### TEXTE EXTRAIT

Las d'attendre une réponse de l'Université, les étudiants organisent des manifestations pacifiques et des sit-in. Le 29 janvier 1969, le verdict tombe : les accusations à l'endroit d'Anderson sont rejetées.

L'occupation

En réponse à cette position de l'université, quelque 200 étudiants (blancs et racisés) prennent possession du neuvième étage du pavillon Henry F. Hall, qui héberge le département d'informatique. Ils y resteront pacifiquement pendant des jours, dans l'attente d'un assouplissement de la position de l'établissement.

L'explosion

Le 10 février, une entente est conclue entre l'Université et ses étudiants, et prévoit qu'un nouveau comité étudiera la plainte contre le professeur Anderson. Or, cet accord avorte tard en soirée. En colère, la centaine de manifestants toujours sur les lieux se barricade. Une pluie de papiers tombe des fenêtres ouvertes ou brisées, du matériel informatique est saccagé et balancé vers la rue.

### PARTIES DE L'EXERCICE
(1) Répondez à ces questions d'après le texte extrait :
(a) Combien d'étudiants prennent possession du neuvième étage du pavillon Henry F. Hall ?
(b) Quel département ce neuvième étage héberge-t-il ?
(c) À quelle date une entente est-elle conclue entre l'Université et ses étudiants ?
(2) Ces affirmations concordent-elles avec le texte extrait ? Pour chacune, répondez par oui ou non en citant les mots du texte qui tranchent.
(a) Les accusations visant Anderson sont rejetées le 29 janvier 1969.
(b) L'accord conclu le 10 février tient jusqu'au bout.
(c) Les étudiants n'occupent l'étage que quelques heures.
(3) Citez le texte extrait depuis les mots « En réponse à » jusqu'aux mots « assouplissement de la position de l'établissement. » inclus.

### DONNÉES FOURNIES
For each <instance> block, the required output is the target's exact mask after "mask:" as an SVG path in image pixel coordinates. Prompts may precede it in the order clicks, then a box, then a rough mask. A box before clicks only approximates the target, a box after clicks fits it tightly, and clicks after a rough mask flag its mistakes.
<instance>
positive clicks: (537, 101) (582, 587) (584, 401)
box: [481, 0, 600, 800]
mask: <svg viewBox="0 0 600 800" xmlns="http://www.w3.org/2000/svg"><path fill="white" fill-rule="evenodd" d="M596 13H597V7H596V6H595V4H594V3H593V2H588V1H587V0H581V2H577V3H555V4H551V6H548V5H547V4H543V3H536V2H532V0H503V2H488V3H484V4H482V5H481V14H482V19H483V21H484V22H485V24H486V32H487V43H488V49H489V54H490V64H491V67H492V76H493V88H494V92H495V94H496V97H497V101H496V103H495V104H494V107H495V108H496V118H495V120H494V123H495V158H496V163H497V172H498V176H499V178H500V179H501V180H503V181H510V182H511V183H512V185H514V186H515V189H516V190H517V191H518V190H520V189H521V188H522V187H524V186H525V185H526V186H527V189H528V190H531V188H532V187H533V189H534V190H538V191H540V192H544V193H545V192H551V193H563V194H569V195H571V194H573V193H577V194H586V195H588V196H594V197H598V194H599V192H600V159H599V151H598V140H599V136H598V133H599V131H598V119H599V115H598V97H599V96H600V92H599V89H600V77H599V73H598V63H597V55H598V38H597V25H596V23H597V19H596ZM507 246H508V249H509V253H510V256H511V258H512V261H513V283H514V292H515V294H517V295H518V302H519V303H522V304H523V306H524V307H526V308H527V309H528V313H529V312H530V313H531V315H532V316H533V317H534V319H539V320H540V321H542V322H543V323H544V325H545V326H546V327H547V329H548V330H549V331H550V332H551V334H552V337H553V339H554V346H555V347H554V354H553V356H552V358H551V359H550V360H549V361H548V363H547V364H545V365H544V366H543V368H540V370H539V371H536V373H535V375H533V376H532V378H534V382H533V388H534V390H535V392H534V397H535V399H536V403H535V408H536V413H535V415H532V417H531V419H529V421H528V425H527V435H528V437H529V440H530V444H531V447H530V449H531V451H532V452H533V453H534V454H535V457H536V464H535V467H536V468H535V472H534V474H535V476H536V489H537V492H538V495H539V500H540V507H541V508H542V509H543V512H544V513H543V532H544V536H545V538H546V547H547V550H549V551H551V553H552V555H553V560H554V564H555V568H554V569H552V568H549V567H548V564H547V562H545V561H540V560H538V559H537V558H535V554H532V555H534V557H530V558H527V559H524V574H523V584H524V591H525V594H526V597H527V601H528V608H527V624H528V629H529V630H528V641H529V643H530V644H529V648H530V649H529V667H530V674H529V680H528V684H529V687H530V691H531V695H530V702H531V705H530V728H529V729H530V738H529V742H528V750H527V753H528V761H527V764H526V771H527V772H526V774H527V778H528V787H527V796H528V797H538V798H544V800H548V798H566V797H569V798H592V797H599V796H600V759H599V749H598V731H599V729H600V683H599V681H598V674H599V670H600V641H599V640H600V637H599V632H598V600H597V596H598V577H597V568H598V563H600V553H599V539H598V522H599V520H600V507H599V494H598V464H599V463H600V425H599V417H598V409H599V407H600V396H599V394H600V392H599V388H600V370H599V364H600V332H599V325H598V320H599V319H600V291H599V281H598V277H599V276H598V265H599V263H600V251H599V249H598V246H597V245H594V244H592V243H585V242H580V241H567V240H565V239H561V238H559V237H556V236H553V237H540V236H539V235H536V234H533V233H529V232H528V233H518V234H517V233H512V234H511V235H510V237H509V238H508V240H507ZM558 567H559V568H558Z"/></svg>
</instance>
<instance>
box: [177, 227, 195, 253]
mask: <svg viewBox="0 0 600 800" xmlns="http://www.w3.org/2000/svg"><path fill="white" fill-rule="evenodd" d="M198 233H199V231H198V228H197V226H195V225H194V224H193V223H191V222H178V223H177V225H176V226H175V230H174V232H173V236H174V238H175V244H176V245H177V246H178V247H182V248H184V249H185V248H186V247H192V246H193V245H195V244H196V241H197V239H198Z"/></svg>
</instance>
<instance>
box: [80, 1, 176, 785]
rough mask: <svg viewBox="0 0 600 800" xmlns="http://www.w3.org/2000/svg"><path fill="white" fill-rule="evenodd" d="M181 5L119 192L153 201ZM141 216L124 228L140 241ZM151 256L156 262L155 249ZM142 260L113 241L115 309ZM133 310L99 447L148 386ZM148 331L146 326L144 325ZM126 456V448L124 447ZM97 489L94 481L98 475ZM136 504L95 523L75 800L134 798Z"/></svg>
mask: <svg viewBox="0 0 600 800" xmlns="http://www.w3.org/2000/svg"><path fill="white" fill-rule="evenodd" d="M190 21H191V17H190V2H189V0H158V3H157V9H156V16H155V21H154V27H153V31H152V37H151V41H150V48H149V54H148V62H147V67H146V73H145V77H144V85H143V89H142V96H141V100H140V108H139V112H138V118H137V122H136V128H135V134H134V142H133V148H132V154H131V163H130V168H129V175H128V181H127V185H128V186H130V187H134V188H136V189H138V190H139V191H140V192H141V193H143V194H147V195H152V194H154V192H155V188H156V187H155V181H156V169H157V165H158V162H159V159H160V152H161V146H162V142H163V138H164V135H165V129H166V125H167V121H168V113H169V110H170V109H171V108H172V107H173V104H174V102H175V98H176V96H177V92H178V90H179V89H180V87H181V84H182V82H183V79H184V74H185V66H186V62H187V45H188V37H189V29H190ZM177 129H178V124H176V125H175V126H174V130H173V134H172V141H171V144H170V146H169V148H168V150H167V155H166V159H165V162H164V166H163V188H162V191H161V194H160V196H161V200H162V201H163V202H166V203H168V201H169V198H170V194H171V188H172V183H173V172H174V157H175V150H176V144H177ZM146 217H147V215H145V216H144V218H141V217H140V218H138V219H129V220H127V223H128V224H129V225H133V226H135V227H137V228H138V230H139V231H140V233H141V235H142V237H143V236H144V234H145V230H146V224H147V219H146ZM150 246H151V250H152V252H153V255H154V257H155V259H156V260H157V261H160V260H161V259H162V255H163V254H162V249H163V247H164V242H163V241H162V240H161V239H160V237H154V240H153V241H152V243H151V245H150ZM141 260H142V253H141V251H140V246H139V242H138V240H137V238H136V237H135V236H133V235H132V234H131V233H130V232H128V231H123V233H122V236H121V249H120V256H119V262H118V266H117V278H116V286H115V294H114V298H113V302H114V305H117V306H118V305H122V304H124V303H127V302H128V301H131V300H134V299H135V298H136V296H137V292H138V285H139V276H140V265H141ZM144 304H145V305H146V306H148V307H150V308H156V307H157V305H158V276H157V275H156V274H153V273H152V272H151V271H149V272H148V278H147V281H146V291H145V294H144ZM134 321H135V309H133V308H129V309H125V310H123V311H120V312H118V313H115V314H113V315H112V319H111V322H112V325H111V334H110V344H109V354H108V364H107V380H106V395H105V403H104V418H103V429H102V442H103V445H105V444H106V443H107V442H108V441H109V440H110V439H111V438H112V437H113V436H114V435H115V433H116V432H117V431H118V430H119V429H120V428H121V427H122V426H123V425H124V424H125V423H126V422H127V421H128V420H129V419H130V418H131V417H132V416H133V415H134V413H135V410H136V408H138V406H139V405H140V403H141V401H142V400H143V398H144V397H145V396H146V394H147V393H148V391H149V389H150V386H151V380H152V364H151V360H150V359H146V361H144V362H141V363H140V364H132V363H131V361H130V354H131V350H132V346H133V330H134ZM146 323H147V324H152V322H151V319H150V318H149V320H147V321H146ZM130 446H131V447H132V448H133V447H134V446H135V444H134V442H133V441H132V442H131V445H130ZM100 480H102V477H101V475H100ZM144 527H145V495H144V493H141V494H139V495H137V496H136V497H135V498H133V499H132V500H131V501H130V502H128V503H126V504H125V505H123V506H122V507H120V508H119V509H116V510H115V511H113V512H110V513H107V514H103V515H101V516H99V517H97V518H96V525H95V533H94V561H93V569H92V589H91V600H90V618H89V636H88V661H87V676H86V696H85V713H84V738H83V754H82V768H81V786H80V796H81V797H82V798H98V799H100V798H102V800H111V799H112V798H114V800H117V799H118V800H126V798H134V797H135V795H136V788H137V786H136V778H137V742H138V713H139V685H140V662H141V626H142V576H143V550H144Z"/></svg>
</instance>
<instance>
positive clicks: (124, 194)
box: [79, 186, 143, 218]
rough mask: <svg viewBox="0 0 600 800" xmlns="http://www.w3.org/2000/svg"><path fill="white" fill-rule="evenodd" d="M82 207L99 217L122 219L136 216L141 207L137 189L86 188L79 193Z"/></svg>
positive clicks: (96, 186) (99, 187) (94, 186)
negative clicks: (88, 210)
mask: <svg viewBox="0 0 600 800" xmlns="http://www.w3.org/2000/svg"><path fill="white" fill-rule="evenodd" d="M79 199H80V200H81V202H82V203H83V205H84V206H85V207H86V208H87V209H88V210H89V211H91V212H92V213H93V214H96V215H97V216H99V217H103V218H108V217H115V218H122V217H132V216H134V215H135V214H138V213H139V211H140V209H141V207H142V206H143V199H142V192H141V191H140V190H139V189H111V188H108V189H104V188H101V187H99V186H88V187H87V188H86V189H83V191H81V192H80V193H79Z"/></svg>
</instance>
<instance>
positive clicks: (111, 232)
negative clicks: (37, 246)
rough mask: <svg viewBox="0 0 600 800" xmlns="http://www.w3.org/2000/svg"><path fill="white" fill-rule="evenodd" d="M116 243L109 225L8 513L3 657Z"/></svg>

### RÉPONSES
(1)
(a) Quelque 200 étudiants.
(b) Le département d'informatique.
(c) Le 10 février.

(2)
(a) Oui : « Le 29 janvier 1969, le verdict tombe : les accusations à l'endroit d'Anderson sont rejetées. »
(b) Non : « Or, cet accord avorte tard en soirée. »
(c) Non : « Ils y resteront pacifiquement pendant des jours ».

(3)
En réponse à cette position de l'université, quelque 200 étudiants (blancs et racisés) prennent possession du neuvième étage du pavillon Henry F. Hall, qui héberge le département d'informatique. Ils y resteront pacifiquement pendant des jours, dans l'attente d'un assouplissement de la position de l'établissement.